Page:

↓↓↓

There are changes coming in Linux 5.8 (.9?) to make SMT less dangerous without having to disable it outright. That's probably a long way off though.

----------

## NeddySeagoon

egrep,

We are all vulnerable.  :)

----------

## egrep

 *Hu wrote:*   

> What else do you want to do?  Which of these vulnerabilities apply to how you use your system?

 

Well, my daily usage of this workstation is to read news (rss), check mail (thunderbird), write simple code (emacs), do some local research and read books (evince). Probably I could count all the unique web-sites that I visit for a month and this number would not exceed 20. That's probably all. I'm just interested in doing the best that I can. However, I would not want to sacrifice performance because of the mythical hack possibility.

----------

## egrep

 *NeddySeagoon wrote:*   

> egrep,
> 
> We are all vulnerable.  

 

Haha, This is certainly true! However, I am not prone to fanatical defense.

↑↑↑

Required tasks:
a: According to the forum thread above, why are changes coming in Linux 5.8? Answer in one to three sentences.
b: Say whether each statement agrees with the forum thread above. For each, answer yes or no and quote the deciding words exactly. (i) egrep estimates that the unique websites visited in a month would not exceed 20. (ii) NeddySeagoon says that only some users are vulnerable. (iii) egrep describes himself as prone to fanatical defense.
c: Extend the forum thread on SMT vulnerabilities above with the next reply.

Data provided:
↓↓↓

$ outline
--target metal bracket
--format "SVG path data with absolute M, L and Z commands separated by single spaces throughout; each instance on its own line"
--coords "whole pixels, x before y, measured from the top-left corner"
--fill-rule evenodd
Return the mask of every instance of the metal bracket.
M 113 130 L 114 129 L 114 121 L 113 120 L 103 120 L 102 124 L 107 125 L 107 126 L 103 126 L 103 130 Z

↑↑↑

Answers in order:
a: The changes are coming to make SMT less dangerous without having to disable it outright.

b:
(i) Yes: "this number would not exceed 20."
(ii) No: "We are all vulnerable."
(iii) No: "I am not prone to fanatical defense."

c:
----------

## Hu

Based on that usage pattern, I think using a browser is probably your single greatest risk.  Modern browsers are bloated monstrosities with uncounted lurking vulnerabilities due to the desire to have them do all sorts of things (WebGL, asynchronous page content, inline videos with sound, inline video-conferencing, etc.), usually without user preapproval, and sometimes without any way for the user to withhold consent other than refusing to visit the offending site.  Keeping your number of sites down is helpful, but not sufficient, because those sites could suffer a breach and begin serving dangerous content.  Realistically, unless you visit sites that would be a high priority target due to extreme popularity, the processor flaws probably will not matter.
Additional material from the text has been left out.